* **Description of the task**
Leave out the images and repeat the listing below without a single change.

start

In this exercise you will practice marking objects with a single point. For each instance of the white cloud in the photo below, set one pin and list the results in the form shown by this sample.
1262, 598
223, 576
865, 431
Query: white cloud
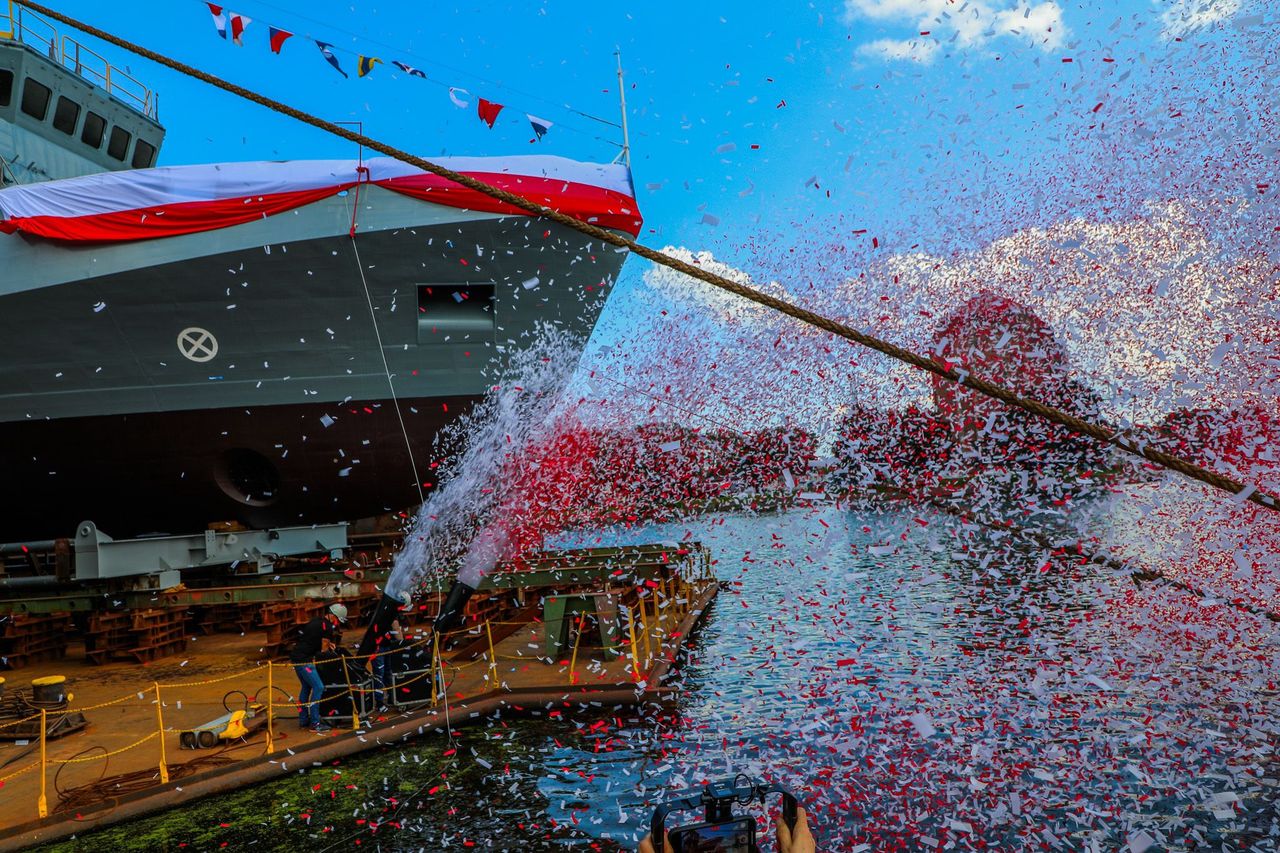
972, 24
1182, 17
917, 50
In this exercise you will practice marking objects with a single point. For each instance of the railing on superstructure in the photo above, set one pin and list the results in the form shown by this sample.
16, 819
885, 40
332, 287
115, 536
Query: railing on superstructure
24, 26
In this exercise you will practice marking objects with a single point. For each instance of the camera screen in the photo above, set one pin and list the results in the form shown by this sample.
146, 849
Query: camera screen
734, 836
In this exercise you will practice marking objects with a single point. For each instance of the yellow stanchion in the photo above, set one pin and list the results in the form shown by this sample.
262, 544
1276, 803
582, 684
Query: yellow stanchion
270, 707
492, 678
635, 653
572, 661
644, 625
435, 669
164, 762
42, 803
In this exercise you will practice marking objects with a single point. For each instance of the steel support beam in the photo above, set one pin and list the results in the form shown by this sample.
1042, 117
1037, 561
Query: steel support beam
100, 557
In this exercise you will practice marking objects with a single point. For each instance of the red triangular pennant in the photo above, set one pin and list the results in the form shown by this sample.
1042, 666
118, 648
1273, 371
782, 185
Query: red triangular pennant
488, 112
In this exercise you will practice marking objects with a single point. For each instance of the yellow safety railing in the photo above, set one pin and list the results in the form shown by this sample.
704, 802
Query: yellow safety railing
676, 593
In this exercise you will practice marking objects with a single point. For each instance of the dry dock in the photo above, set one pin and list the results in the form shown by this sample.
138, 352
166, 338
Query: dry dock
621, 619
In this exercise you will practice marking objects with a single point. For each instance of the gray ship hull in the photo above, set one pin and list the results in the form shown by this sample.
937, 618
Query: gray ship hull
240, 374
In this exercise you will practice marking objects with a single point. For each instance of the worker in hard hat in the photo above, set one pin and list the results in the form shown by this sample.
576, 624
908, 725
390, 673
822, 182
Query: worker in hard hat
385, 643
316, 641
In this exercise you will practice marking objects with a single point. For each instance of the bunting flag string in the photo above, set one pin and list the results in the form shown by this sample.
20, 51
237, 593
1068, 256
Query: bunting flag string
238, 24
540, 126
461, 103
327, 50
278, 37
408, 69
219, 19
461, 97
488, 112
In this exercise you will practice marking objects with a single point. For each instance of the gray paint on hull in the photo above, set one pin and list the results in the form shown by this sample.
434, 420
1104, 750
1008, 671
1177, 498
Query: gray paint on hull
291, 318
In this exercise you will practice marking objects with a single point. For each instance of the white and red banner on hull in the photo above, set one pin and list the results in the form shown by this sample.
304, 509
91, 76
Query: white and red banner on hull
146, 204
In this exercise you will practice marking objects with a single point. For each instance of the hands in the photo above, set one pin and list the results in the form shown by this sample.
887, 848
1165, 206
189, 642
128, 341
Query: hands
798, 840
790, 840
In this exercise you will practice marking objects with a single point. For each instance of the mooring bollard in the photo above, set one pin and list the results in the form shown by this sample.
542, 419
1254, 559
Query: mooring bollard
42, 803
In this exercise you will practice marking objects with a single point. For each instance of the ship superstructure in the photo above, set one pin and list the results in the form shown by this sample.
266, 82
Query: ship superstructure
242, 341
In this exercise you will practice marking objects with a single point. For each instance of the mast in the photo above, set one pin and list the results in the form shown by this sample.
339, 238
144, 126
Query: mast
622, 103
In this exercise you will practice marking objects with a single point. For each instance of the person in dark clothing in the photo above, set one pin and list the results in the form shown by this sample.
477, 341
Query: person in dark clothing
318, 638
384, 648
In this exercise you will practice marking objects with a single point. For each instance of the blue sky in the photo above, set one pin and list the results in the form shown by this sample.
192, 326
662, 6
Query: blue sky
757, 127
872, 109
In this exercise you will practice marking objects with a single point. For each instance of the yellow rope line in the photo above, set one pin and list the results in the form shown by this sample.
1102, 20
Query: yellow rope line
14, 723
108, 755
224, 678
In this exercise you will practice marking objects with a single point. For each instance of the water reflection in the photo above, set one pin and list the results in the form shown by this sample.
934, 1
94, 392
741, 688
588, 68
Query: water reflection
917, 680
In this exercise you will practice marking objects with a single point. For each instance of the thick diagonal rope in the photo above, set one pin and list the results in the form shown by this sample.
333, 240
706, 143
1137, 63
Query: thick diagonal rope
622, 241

end

* **Right answer**
In this exercise you will practice marking objects with a single point. For each instance of the white cloud in the photo below, set one pin and list the results in the form shown by this sample.
1262, 598
223, 576
865, 431
Query: white cloud
972, 24
1182, 17
917, 50
In this exercise you will practice marking objects with a single point. For each instance of the railing on superstructure in the photo above, set one pin and list the results in the form shown by this sample.
16, 819
885, 40
332, 287
115, 536
Query: railing on superstructure
24, 26
In this exercise you will practice marking objects with a single point. For each instance of the camera screen in the photo above, set one pin and list the results in the form shown by this sample.
146, 849
Query: camera screen
734, 836
In this exercise you will practice marking objects with a single point. For each instance of the yellow stanchion in the photo above, set one pin and list the results in the form shown by this sample.
262, 544
1276, 803
582, 684
Query: yellow stanchion
270, 707
492, 678
635, 653
572, 661
644, 625
435, 669
164, 762
42, 803
In this exercise you will practice marking objects with a single point. For each instance of the steel support beam in the photo above, set one pin and list the results in the form shown by this sample.
1042, 117
1037, 561
Query: steel support beam
100, 557
In this exercise you will practice marking objects with a single point. For each instance of the red triangular pennant in the photo above, set one pin and list the results in the form shown by this sample.
1042, 666
118, 648
1273, 371
782, 185
Query: red triangular pennant
488, 112
In this exercise you will practice marking objects with a single point. For each instance of the yellow safety railing in the photo above, set one pin and list the results in the form shown by this sample.
704, 802
Query: yellow safety railing
676, 593
In this exercise you will practice marking objects with a single point. For each instance of the dry dock in the photo above, set one pin and list the results in the form shown by this sample.
138, 352
166, 338
Query: dry dock
621, 619
In this exercise you will practice marking objects with a single point. For each instance of the gray ship hull in the photo above, set one pin and list the results in the form shown by this sample.
937, 618
Query: gray ship hull
240, 374
In this exercise you will practice marking objects with a single point. For each instance of the worker in hard hat in the photo above, set one pin and list the results in the form shown by this sample.
576, 624
908, 725
390, 673
822, 182
Query: worker in hard hat
385, 643
316, 641
In this exercise you will practice marking objects with a single point. For each instance of the bunting flag string in the photo above, set one pin and list the results in the form shown by this sample.
20, 51
237, 593
1068, 256
Query: bunting flag string
238, 24
540, 126
461, 103
327, 50
278, 37
408, 69
219, 19
461, 97
488, 112
In this exercise you will practice marking objects with a single point. For each instance of the gray paint on hull in the photo above, set one pin and list the results in the form shown by this sample.
434, 420
1104, 750
1008, 671
1177, 498
Query: gray paint on hull
291, 318
In this exercise you will practice marking objects with a single point. For each instance of the white and red banner on hull in the photo above, set one pin and list the results in the form shown by this sample.
304, 509
91, 76
Query: white and red banner on hull
146, 204
In this exercise you will practice marking objects with a single point. For each instance of the hands in the photo above, set one pin and list the results in the form shown by this sample.
887, 848
1165, 206
189, 642
128, 341
Query: hands
798, 840
790, 840
In this exercise you will practice marking objects with a single point. For each instance of the mooring bollard in the photo above, set one pin and list the results in the form shown by this sample.
542, 419
1254, 559
Query: mooring bollard
42, 803
In this exercise you will practice marking objects with a single point. For each instance of the ship superstructure in the photo above, set one pin and list the results in the form shown by this sample.
266, 82
Query: ship superstructure
242, 341
In this exercise you will practice marking objects with a single point. For each instance of the mast in the photo above, set one pin and list the results in the form shown by this sample.
339, 238
144, 126
Query: mast
622, 103
In this exercise you will practice marking objects with a single point. For each instance of the person in dark clothing in the photo above, set one pin and list the results in the form shown by this sample.
477, 341
Query: person in dark clothing
318, 638
384, 648
In this exercise you will practice marking objects with a single point. For each instance of the blue sky in the photo above, set one pin and list the results in the form shown by this sample.
192, 326
662, 6
Query: blue sky
757, 127
872, 109
In this exercise you will practice marking objects with a single point. For each instance of the yellow rope line in the photo above, set one pin and list the results in the form shown by this sample.
1102, 20
Query: yellow rope line
14, 723
108, 755
224, 678
In this exercise you will practice marking objects with a single point. For each instance of the water reflection in the photo above, set one pin and list the results in the form shown by this sample.
934, 1
94, 392
741, 688
588, 68
Query: water reflection
917, 680
In this exercise you will practice marking objects with a single point. For each instance of the thick diagonal rope in the photo above, set one pin and list the results in the form shown by this sample.
333, 240
706, 143
1137, 63
Query: thick diagonal rope
622, 241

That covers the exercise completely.